- _AUFGABENSTELLUNG_
Welche beiden Dichter fehlen laut der folgenden Rezension in der elektronischen Version der Digitalen Bibliothek?

- _VORLIEGENDER TEXT_
· · ·
Digitale Bibliothek Deutscher Klassiker

 

Hg. von Chadwyck-Healey

 

USA/UK: Proquest Information and Learning Company, 2001-2004, 8 Großbände, ISSN 1075-3877, £26000, €39000.

 

Rezensiert von Guido Rings, Cambridge

 

 

Mit Chadwyck-Healeys Digitaler Bibliothek (http://klassiker.chadwyck.co.uk) erscheint erstmals eine elektronische Version der sehr gut bekannten Bibliothek Deutscher Klassiker, die seit 1981 vom Deutschen Klassiker Verlag in Frankfurt am Main zusammengestellt und ausführlich kommentiert wird. Die Frankfurter Sammlung ist mittlerweile auf 175 Bände mit über 200.000 Seiten angewachsen und gilt als umfangreichste Sammlung klassischer deutscher Literatur. Ein solch außerordentlicher und keineswegs verbindlich abgeschlossener Umfang lässt sich allerdings kaum vermarkten, und so ist nicht verwunderlich, dass auch die im Verlaufe des nächsten Jahres noch zu komplementierende, primär für die Nutzung in Bibliotheken von Universitäten, Schulverbänden und Forschungsinstituten produzierte Digitale Bibliothek wie alle vorhergehenden traditionellen Ausgaben anderer Verlage nur eine Auswahl der großen Bibliothek Deutscher Klassiker darstellen kann.

Auf den ersten Blick überraschend ist allerdings sehr wohl die Art der Auswahl, denn Goethe und Schiller sucht der Benutzer in dieser elektronischen Version vergebens. Er findet dafür reichlich anderes Material, konkret schon in den ersten vier der nach der Verlagsplanung bis Ende 2004 insgesamt verfügbaren acht Großbände sämtliche Werke von Georg Büchner, Friedrich Hölderlin, Gottfried Keller, Heinrich von Kleist, Theodor Storm und Joseph von Eichendorff. Darüber hinaus erscheinen äußerst umfangreiche Ausgaben der Werke von Johann Gottfried Herder, Johann Gottfried Seume, Karl August Varnhagen von Ense, Achim von Arnim, Bettine von Arnim und der Brüder Grimm. Die klassischen belletristischen Texte werden durch eine ähnlich umfangreiche und ausgewogene Sammlung historischer, politischer, philosophischer und kunsttheoretischer Schriften ausgezeichnet ergänzt, die sich überwiegend in der neunbändigen Bibliothek der Geschichte und Politik sowie in der vierbändigen Bibliothek der Kunstliteratur im vierten elektronischen Großband finden. Mit Jacob Burckhardts Ausführungen zur Kultur der Renaissance in Italien schließt dieser vierte Band.
· · ·
- _DATENSATZ_
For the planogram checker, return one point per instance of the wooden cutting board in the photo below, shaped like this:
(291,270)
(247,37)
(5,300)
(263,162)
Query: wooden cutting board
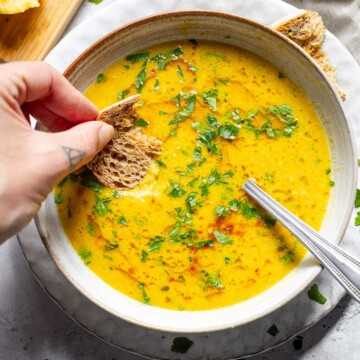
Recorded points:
(32,34)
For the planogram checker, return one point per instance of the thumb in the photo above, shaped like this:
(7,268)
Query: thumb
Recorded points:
(67,151)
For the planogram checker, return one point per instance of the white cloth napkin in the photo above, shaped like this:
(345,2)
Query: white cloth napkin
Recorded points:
(341,17)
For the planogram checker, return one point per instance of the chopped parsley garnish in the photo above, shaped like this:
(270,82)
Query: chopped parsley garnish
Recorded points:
(191,202)
(181,345)
(273,330)
(210,98)
(101,205)
(174,232)
(182,114)
(100,78)
(143,255)
(155,243)
(214,282)
(146,299)
(122,94)
(172,54)
(234,205)
(221,211)
(91,228)
(212,120)
(177,191)
(222,238)
(314,294)
(357,198)
(141,122)
(197,153)
(228,131)
(288,258)
(248,211)
(121,220)
(134,58)
(85,254)
(357,219)
(140,80)
(109,246)
(93,184)
(160,163)
(180,73)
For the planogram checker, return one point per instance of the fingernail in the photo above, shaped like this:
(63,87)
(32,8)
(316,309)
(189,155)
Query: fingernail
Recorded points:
(106,133)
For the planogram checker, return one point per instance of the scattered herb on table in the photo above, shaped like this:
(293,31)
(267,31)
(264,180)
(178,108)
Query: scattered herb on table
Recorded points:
(314,294)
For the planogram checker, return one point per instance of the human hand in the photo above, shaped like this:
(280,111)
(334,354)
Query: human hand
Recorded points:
(33,162)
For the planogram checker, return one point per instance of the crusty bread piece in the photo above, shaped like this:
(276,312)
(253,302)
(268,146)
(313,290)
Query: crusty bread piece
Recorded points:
(125,160)
(307,30)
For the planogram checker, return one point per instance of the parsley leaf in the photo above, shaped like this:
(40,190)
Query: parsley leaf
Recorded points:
(141,122)
(191,202)
(133,58)
(248,211)
(101,206)
(140,80)
(155,243)
(222,238)
(146,299)
(288,258)
(122,94)
(314,294)
(221,211)
(176,191)
(210,98)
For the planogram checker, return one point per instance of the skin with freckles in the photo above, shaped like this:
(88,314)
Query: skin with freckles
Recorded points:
(32,162)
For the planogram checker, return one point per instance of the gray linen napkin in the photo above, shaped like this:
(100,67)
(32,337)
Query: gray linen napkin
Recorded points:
(341,17)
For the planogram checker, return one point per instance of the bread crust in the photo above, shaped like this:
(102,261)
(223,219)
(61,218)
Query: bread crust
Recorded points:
(125,160)
(307,30)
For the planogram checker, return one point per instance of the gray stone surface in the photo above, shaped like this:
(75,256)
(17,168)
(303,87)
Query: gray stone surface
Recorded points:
(32,326)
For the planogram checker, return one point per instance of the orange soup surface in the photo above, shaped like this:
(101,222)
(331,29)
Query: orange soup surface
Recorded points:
(188,238)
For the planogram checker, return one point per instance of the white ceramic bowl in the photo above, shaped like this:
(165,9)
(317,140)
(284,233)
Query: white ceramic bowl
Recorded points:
(288,57)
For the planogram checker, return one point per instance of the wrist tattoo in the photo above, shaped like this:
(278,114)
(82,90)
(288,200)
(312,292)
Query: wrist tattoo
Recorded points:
(75,156)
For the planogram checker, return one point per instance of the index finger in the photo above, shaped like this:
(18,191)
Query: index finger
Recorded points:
(40,85)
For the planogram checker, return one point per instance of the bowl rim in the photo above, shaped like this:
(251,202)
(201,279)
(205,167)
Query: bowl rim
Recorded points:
(220,14)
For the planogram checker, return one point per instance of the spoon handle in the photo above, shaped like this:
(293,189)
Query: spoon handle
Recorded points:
(340,264)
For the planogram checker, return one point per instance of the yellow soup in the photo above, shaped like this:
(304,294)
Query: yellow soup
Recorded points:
(188,238)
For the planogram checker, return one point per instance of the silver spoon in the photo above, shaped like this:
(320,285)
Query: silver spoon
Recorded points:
(340,264)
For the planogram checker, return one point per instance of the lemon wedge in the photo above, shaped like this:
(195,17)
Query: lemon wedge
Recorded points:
(17,6)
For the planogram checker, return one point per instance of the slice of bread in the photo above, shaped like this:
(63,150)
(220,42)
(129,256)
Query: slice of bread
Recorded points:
(307,30)
(125,160)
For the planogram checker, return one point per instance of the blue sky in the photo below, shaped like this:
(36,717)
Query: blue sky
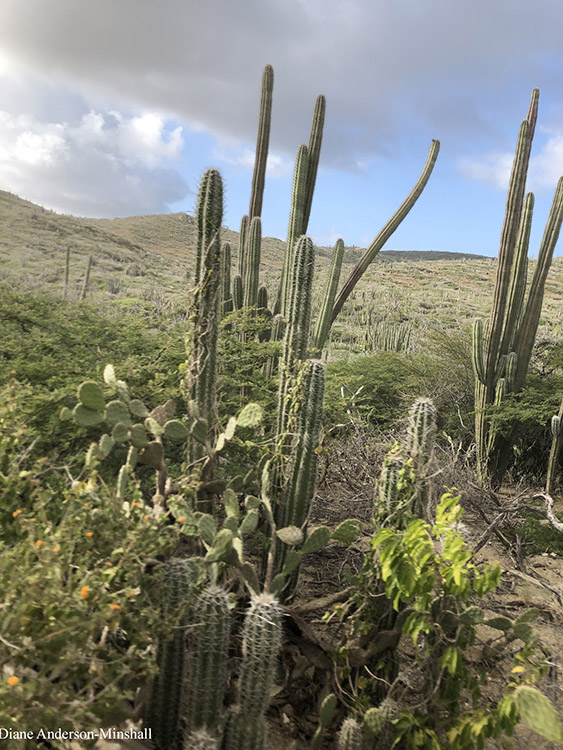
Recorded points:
(115,108)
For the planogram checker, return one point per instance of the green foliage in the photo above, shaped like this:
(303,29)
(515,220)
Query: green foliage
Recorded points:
(82,614)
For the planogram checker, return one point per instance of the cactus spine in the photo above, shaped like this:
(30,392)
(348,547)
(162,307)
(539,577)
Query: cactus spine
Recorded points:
(350,736)
(504,352)
(555,452)
(322,326)
(208,658)
(261,643)
(166,697)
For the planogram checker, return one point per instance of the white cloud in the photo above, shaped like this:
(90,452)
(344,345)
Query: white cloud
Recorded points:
(104,164)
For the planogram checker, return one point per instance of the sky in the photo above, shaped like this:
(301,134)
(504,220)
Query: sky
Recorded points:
(116,107)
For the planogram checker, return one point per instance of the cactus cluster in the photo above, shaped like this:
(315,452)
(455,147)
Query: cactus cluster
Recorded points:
(502,353)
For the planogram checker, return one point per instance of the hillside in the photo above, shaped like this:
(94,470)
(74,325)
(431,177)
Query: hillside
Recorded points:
(144,259)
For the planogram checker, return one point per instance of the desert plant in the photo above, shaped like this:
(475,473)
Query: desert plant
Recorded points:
(501,355)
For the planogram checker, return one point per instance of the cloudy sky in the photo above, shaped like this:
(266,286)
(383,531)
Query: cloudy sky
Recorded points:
(115,108)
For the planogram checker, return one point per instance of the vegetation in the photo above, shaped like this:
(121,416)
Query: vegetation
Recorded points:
(172,477)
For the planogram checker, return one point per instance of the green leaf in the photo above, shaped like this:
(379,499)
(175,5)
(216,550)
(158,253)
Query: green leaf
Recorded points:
(87,417)
(207,528)
(154,427)
(249,522)
(316,540)
(230,500)
(138,409)
(153,455)
(222,547)
(120,433)
(347,531)
(538,713)
(91,396)
(250,416)
(230,428)
(117,411)
(291,535)
(176,430)
(199,431)
(138,436)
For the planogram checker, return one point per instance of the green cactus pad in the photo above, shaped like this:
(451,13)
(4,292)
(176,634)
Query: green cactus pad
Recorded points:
(91,396)
(153,455)
(176,430)
(138,409)
(87,417)
(291,535)
(250,416)
(138,436)
(120,433)
(109,376)
(222,546)
(117,411)
(106,444)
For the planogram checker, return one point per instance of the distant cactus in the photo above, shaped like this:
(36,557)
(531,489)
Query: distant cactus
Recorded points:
(555,452)
(350,736)
(504,353)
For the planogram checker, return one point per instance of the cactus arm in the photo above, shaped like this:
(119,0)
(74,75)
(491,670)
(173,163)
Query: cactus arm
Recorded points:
(323,322)
(512,217)
(531,316)
(387,230)
(250,296)
(262,143)
(298,194)
(315,141)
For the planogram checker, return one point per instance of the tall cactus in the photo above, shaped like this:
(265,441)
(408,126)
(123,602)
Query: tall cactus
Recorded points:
(555,452)
(261,643)
(322,326)
(201,373)
(166,695)
(208,658)
(252,271)
(262,143)
(502,354)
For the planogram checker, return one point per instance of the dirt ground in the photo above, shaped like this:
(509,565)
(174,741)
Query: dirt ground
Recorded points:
(346,491)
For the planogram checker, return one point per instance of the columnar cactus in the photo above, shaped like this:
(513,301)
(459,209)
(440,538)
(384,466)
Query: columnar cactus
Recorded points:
(322,326)
(261,643)
(504,351)
(166,695)
(421,432)
(208,658)
(251,280)
(262,143)
(350,736)
(555,452)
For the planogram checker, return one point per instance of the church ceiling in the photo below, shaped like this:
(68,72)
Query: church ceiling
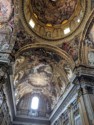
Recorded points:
(53,12)
(44,57)
(38,70)
(46,20)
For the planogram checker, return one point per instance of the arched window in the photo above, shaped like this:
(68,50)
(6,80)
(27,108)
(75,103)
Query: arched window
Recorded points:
(35,103)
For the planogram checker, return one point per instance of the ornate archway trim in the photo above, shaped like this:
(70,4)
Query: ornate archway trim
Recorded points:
(52,48)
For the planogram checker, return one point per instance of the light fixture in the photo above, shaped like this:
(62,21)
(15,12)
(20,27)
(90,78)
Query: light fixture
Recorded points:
(32,23)
(35,103)
(67,30)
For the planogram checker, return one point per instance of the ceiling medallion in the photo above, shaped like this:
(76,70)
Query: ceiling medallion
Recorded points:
(48,19)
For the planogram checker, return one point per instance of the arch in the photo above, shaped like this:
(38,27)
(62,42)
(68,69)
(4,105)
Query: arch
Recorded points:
(50,47)
(83,37)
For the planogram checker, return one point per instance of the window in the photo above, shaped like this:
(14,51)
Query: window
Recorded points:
(67,30)
(35,103)
(31,23)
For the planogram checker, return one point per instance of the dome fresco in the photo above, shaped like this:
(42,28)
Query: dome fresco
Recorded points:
(53,12)
(52,20)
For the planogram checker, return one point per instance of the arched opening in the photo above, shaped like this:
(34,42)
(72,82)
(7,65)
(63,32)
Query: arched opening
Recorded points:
(34,103)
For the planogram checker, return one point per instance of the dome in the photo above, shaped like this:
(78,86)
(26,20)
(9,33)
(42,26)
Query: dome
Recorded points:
(52,20)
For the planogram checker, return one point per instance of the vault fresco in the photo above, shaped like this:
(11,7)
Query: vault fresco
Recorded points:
(53,12)
(37,70)
(5,10)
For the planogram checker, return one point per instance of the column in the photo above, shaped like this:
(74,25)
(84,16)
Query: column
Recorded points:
(82,108)
(71,116)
· · ·
- _BEARBEITETE AUFGABE_
Goethe und Schiller.